| Aufgabe |
Führe den Text über das Urteil zur verweigerten Auskunft über Videoaufzeichnungen der Berliner S‑Bahn nach seinem letzten Satz fort.

| Ausgewählter Abschnitt |
·····
Das Verwaltungsgericht Berlin (VG Berlin) hat mit Urteil vom 12. Oktober 2023 (1 K 562/21) die Verweigerung einer Auskunft nach Art. 15 DSGVO geschützt. Ein Passagier der Berliner S‑Bahn hatte nach Art. 15 DSGVO Auskunft über Videoaufzeichnungen von ihm verlangt. Die S‑Bahn hatte die Auskunft verweigert, u.a. weil keine Identifizierung der aufgenommenen Personen erfolge und eine Identifizierung des Passagiers mit der von ihm gelieferten Beschreibung auch nicht möglich sei.
Das Amtsgericht Pankow als Vorinstanz hatte die Auskunft verweigert bzw. eine Verletzung des Auskunftsrechts verneint und einen entsprechenden Schadenersatzanspruch abgelehnt:
Zwar sehe Art. 12 ff. DSGVO keine Ausnahme wegen Unzumutbarkeit vor, aber der Rechtsgedanke von § 275 Abs. 2 BGB gelte allgemein (“Der Schuldner kann die Leistung verweigern, soweit diese einen Aufwand erfordert, der unter Beachtung des Inhalts des Schuldverhältnisses und der Gebote von Treu und Glauben in einem groben Missverhältnis zu dem Leistungsinteresse des Gläubigers steht. […]”), und er sei auch im Erwägungsgrund 62 enthalten (“Die Pflicht, Informationen zur Verfügung zu stellen, erübrigt sich jedoch, wenn […] sich die Unterrichtung der betroffenen Person als unmöglich erweist oder mit unverhältnismäßig hohem Aufwand verbunden ist […]”).
·····
| Datenliste |

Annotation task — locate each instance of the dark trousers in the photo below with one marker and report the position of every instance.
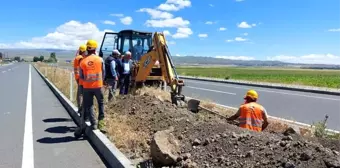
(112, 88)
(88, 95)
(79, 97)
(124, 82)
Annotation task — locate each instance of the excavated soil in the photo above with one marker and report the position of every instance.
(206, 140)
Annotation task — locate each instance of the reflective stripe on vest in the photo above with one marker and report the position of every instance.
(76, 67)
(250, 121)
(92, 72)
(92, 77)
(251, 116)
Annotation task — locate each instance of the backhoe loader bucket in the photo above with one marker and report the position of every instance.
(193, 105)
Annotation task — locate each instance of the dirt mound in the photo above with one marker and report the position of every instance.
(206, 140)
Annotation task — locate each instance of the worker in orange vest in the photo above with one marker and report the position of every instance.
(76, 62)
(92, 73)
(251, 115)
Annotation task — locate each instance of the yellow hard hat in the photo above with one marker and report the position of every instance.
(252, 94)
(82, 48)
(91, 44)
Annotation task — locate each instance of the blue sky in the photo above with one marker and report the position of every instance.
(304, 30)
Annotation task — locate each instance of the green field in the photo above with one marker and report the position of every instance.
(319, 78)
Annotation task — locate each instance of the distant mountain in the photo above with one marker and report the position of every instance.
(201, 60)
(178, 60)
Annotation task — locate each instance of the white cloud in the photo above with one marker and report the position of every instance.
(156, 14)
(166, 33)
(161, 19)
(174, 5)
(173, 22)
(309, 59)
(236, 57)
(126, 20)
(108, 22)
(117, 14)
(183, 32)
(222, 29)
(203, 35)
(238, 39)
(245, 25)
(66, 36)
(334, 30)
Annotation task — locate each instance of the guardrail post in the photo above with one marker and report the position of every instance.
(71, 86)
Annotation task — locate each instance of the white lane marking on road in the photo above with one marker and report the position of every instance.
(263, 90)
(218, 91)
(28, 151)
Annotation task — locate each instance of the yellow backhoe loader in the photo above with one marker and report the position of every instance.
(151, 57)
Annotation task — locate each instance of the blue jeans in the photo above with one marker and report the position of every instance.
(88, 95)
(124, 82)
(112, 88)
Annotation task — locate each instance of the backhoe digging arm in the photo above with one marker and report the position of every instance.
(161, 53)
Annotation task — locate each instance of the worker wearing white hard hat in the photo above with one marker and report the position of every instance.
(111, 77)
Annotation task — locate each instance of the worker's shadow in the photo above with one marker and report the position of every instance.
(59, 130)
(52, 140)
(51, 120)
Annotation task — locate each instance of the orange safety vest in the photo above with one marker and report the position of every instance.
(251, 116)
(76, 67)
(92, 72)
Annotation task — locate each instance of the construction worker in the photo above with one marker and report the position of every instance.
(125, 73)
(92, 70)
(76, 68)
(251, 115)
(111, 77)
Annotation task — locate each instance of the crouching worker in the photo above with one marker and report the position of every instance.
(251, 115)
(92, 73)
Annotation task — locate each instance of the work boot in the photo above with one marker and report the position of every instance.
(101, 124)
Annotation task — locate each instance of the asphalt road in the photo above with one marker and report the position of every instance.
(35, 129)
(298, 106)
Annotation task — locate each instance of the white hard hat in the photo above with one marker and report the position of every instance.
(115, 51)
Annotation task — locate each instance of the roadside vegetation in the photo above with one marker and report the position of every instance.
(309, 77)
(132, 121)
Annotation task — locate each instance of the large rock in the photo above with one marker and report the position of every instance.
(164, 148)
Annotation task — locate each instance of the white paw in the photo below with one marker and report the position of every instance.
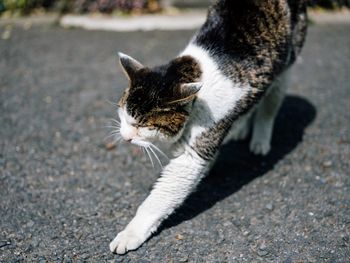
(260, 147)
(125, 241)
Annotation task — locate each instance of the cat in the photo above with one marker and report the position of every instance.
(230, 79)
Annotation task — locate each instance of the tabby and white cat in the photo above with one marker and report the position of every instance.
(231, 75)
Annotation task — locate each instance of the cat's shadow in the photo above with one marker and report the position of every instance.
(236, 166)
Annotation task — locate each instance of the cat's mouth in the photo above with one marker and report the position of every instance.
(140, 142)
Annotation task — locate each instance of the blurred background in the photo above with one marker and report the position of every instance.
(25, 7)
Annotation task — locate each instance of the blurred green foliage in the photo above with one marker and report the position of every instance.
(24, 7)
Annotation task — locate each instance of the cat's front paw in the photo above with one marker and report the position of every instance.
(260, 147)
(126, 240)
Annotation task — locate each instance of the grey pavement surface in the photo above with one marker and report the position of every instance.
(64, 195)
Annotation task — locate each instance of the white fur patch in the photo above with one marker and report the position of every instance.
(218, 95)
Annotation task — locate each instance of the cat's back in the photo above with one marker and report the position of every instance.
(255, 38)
·····
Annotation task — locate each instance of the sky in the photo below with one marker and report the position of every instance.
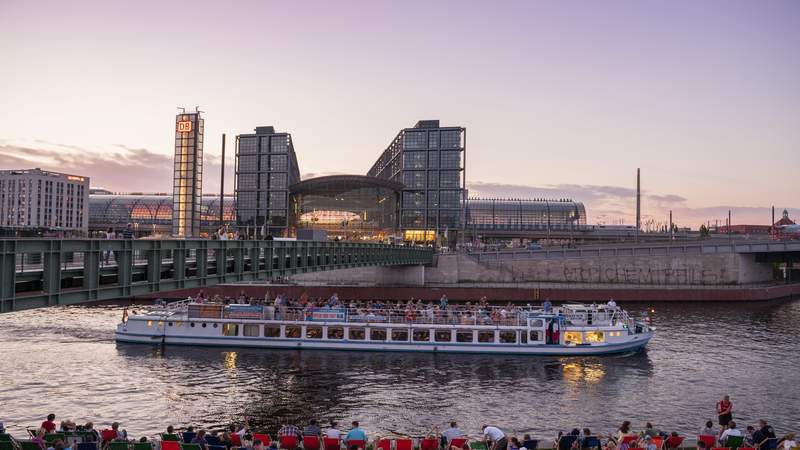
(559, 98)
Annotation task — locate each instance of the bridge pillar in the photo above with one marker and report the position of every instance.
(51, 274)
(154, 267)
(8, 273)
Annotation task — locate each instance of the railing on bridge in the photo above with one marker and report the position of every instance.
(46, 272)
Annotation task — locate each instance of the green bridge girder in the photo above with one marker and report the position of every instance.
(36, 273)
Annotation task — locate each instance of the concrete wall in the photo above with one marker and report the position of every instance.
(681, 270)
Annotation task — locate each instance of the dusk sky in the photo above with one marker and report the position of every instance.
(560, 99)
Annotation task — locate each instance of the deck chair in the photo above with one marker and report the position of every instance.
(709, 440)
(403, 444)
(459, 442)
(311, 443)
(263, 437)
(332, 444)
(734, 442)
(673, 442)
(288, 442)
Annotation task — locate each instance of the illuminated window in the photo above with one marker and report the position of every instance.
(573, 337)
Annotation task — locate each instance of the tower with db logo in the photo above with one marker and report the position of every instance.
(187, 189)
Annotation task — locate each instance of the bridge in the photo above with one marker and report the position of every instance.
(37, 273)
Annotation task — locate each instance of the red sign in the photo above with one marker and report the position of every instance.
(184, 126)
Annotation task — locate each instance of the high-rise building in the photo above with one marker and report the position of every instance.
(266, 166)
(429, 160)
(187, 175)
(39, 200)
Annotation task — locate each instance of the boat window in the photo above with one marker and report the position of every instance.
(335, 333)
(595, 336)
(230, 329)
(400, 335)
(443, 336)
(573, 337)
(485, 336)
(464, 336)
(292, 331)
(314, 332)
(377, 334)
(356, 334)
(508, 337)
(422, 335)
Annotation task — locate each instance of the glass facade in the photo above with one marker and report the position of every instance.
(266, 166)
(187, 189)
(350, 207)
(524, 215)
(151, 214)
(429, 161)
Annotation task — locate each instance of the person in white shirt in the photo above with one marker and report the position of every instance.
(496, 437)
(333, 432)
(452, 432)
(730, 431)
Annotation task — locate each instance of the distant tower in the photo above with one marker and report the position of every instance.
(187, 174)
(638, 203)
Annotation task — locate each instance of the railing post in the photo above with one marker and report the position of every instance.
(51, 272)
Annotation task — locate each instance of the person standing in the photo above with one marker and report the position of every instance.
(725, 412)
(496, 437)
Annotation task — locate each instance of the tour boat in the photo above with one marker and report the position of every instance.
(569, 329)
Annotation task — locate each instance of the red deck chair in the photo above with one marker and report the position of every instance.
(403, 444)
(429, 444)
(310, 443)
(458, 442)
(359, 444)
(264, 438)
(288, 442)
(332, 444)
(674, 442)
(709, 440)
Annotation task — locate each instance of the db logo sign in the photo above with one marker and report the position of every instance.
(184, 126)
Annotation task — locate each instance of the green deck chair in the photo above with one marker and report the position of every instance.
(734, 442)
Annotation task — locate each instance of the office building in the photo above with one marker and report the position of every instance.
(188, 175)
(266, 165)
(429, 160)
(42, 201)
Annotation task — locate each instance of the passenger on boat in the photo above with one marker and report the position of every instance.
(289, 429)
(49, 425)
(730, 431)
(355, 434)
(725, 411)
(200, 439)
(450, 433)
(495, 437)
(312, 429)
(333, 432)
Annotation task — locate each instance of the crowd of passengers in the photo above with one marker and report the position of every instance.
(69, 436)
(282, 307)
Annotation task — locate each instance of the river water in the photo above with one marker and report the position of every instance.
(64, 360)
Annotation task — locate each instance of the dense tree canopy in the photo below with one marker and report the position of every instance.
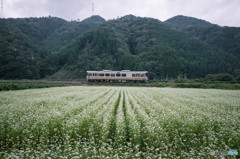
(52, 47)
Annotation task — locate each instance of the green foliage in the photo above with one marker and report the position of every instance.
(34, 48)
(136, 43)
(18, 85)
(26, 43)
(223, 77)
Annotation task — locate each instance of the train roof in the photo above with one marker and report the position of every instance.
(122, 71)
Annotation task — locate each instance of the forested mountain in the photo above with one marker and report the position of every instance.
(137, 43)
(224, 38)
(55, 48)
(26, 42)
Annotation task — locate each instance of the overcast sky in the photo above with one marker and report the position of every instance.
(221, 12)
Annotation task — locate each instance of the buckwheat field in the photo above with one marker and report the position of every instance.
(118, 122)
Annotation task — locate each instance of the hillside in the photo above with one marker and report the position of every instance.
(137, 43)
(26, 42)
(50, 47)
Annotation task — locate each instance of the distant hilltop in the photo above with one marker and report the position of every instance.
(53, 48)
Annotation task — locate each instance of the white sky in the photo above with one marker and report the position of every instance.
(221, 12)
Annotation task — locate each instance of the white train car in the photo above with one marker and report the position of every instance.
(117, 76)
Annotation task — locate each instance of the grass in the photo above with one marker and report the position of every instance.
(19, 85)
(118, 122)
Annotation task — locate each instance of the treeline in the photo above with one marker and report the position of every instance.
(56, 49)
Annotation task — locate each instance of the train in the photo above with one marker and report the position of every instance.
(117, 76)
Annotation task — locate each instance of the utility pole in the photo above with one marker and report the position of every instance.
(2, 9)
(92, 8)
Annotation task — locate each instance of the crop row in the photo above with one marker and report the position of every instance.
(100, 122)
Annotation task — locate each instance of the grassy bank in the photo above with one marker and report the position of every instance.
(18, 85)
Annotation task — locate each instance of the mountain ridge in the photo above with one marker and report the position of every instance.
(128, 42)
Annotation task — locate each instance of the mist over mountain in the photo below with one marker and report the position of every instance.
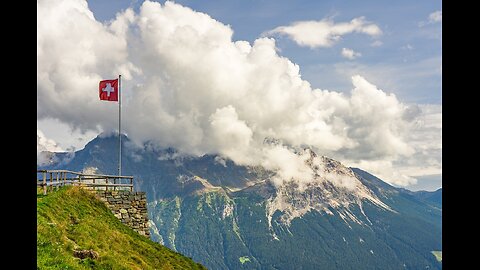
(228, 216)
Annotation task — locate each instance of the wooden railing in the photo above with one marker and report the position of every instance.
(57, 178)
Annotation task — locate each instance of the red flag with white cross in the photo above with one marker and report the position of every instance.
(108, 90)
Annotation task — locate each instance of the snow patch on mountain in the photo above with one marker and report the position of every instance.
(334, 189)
·····
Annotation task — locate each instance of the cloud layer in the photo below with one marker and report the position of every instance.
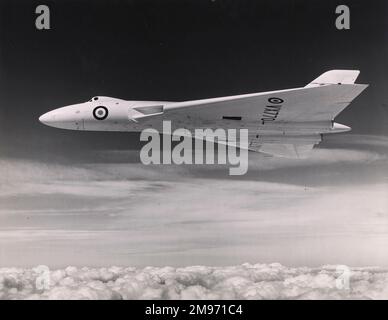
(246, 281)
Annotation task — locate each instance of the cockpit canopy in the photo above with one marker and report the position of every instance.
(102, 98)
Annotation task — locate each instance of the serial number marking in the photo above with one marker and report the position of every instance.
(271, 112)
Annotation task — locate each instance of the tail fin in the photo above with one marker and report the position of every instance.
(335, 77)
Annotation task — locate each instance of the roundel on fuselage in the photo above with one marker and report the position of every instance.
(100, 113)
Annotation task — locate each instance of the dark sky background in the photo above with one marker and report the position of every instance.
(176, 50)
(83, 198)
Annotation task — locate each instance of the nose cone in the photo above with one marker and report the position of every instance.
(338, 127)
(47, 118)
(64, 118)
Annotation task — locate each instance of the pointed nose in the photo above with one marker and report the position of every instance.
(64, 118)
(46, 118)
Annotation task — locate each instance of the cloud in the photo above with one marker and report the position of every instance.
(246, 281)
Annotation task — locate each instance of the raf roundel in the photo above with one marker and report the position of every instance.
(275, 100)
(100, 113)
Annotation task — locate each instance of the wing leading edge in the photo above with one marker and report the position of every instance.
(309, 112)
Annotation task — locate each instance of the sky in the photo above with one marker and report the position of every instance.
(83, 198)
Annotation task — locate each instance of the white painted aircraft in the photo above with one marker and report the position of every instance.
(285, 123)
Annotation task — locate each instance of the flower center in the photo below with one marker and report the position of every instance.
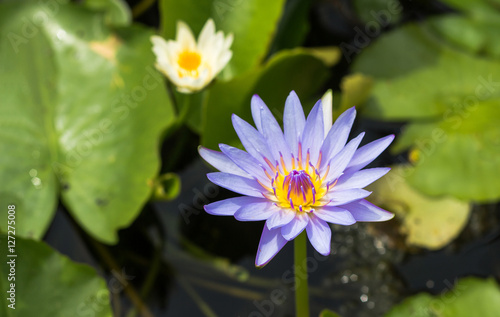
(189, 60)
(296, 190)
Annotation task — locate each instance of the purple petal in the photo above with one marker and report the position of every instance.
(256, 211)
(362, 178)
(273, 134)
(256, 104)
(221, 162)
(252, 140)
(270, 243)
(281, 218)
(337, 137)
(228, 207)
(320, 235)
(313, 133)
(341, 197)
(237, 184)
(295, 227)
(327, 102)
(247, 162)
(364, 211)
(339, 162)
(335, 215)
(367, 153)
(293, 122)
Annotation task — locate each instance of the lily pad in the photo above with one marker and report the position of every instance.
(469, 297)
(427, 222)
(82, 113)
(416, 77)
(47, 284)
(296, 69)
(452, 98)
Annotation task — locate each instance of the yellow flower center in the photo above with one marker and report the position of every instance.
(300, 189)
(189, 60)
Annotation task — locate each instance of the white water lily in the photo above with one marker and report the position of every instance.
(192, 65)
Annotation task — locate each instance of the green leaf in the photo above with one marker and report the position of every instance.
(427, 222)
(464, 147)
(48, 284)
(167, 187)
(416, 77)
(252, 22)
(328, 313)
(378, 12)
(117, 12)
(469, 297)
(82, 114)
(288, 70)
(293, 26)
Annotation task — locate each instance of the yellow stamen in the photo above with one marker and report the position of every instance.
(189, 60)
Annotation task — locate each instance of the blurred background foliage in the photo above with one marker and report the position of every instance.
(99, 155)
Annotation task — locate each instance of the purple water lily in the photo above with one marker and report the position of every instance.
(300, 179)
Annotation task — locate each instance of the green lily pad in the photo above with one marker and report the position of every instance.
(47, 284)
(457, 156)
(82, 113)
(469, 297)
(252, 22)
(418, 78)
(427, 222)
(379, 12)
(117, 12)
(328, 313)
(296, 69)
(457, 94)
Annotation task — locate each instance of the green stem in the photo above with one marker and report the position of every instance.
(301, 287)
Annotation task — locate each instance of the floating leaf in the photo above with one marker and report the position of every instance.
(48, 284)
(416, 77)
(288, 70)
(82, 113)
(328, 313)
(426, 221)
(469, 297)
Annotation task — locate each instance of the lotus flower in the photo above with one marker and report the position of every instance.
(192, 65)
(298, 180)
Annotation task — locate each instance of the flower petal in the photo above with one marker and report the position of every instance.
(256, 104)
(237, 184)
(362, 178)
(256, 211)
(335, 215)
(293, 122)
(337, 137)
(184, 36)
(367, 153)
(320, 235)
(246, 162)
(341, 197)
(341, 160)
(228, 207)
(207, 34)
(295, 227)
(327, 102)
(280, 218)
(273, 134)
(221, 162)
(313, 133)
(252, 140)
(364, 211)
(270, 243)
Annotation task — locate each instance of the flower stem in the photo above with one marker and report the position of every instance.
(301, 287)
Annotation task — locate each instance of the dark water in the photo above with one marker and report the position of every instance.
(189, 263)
·····
| Antwortfeld |
Auch aus dem Gebot von Treu und Glauben – das aufgrund der Charta und Art. 5 Abs. 1 DSGVO allgemein gelte – folge ein Verweigerungsrecht, wenn eine Leistung in einem groben Missverhältnis zum Interesse des Gläubigers stehe. Vorliegend spielte dabei eine Rolle, dass der Passagier den Zweck des Auskunftsbegehrens nicht genannt hatte; das spreche für ein geringes Informationsinteresse.
Das VG Berlin zweifelt ferner, dass die Aufzeichnungen überhaupt personenbezogene Daten darstellen, liess die Frage aber offen. Grundsätzlich erscheinen sie zwar als personenbezogen:
Zwar dürften die Aufzeichnungen von Personen durch Videoüberwachungskameras jedenfalls bei abstrakter Betrachtungsweise personenbezogene Daten i.S.d. Art. 4 Nr. 1 DSGVO darstellen. Hierfür spricht schon, dass die Daten gerade erfasst und gespeichert werden, um Personen gegebenenfalls identifizieren zu können. Auch der Gesetzgeber geht in § 20 Abs. 1 BlnDSG davon aus, dass im Rahmen der Videoüberwachung öffentlich zugänglicher Räume personenbezogene Daten erfasst und verarbeitet werden.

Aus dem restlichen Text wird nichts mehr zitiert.